### QUESTIONS TO ANSWER
[A] Rewrite the part of the article on Mariupol that begins at the words "The brutal Russian" and ends after "Ukrainian public opinion.", switching "rubble" to "ruins".
[B] According to the article on Mariupol, in what year was the city founded?
[C] Extend the article on Mariupol by writing what comes next after its final sentence.

### SUPPLIED TEXT

■ ■ ■ ■ ■

The brutal Russian assault on the southern Ukrainian city of Mariupol is exposing one of Vladimir Putin’s biggest lies—that the invasion was necessary to protect Ukraine’s Russian-speaking population from “genocide.” Instead, Putin’s forces have reduced to rubble what was once one of the most pro-Russian cities in Ukraine, according to an annual survey of Ukrainian public opinion.
At last Friday’s giant rally at Moscow’s Luzhniki Stadium, Putin actually had the audacity to declare that the invasion was intended to get Russians in Ukraine “out of their misery, out of this genocide, that is the main reason, the motive, and purpose of the military operation that we began.”
But Russian forces are indiscriminately targeting civilians in cities throughout eastern and southern Ukraine—including Kharkiv, the country’s second-largest city—which just happen to be the cities in Ukraine with the largest proportion of Russian-speakers.
Mariupol (originally named Marianopol) was founded in 1779 after Russia defeated the Ottoman Turkish Empire in several wars that included fighting along the Black Sea coast in what is now southern Ukraine. This was during the reign of Catherine the Great. Russia annexed the Crimean Khanate in 1783 and brought in Ukrainian and Russian settlers to newly created towns which are now in the Ukraine war headlines—Kherson, Mikolayiv, Dnipro, and Odesa.
No city has suffered more in the current war than Mariupol, which joins the Chechen capital Grozny and Aleppo, Syria, among the cities leveled to the ground by Russian forces. And this might be one of Putin’s biggest blunders because the brutality of Russian forces is doing what might have seemed impossible before the war—uniting Ukrainian-speakers and Russian-speakers in a common cause.
Mariupol has been the scene of some of the worst war crimes committed by the Russian invaders—bombing a maternity hospital, using the staff and patients at another hospital as human shields, and destroying a theater and school where hundreds of women and children had taken shelter.
Inside the city, there is a desperate humanitarian crisis for tens of thousands of residents left without water, electricity, or heat. Russian troops have blocked aid convoys from entering the besieged city. People fleeing Mariupol have been shot by Russian troops. Several thousand people who used an evacuation corridor were reportedly taken to Russian territories against their will, CNN reported.
And Putin has now unleashed Chechen paramilitary forces who are engaged in street fighting in Mariupol with the remaining Ukrainian defenders. These Chechen fighters, loyal to the pro-Kremlin leader of Chechnya, Ramzan Kadyrov, have a reputation for brutality and human rights abuses in their home country.

■ ■ ■ ■ ■

Records taken from a dataset:

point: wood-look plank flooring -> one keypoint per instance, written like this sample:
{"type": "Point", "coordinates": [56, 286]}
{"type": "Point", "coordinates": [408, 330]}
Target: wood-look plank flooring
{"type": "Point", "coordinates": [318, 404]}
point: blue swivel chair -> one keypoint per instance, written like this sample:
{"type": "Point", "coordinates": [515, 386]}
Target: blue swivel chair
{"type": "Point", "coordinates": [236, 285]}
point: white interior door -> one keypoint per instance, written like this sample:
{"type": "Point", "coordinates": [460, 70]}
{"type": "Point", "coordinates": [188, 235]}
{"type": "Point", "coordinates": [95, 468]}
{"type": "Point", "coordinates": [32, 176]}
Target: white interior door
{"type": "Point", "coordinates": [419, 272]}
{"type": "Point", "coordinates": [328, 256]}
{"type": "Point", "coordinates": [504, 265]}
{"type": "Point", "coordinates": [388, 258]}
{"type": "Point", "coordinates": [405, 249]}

■ ■ ■ ■ ■

### RESULTS
[A]
The brutal Russian assault on the southern Ukrainian city of Mariupol is exposing one of Vladimir Putin’s biggest lies—that the invasion was necessary to protect Ukraine’s Russian-speaking population from “genocide.” Instead, Putin’s forces have reduced to ruins what was once one of the most pro-Russian cities in Ukraine, according to an annual survey of Ukrainian public opinion.

[B] In 1779.

[C]
BEFORE THE WAR, MARIUPOL WAS ONE OF THE MOST PRO-RUSSIAN CITIES IN UKRAINE
Since 2015, the Ukrainian Sociological Group “Rating” has been conducting annual surveys of Ukrainian public opinion on behalf of the International Republican Institute’s (IRI) Center for Insights in Survey Research, with support from the U.S. Agency for International Development. The IRI and its counterpart, the National Democratic Institute, have both been involved in pro-democracy activities in Ukraine.
The latest survey, conducted from May 12-June 3, 2021, interviewed 19,196 respondents in the 24 regional capitals of Ukraine not under the control of Russian or Russian-backed forces. As a result, Mariupol, the second-largest city in the Donetsk region, was chosen to replace Donetsk, which is controlled by pro-Russian separatists.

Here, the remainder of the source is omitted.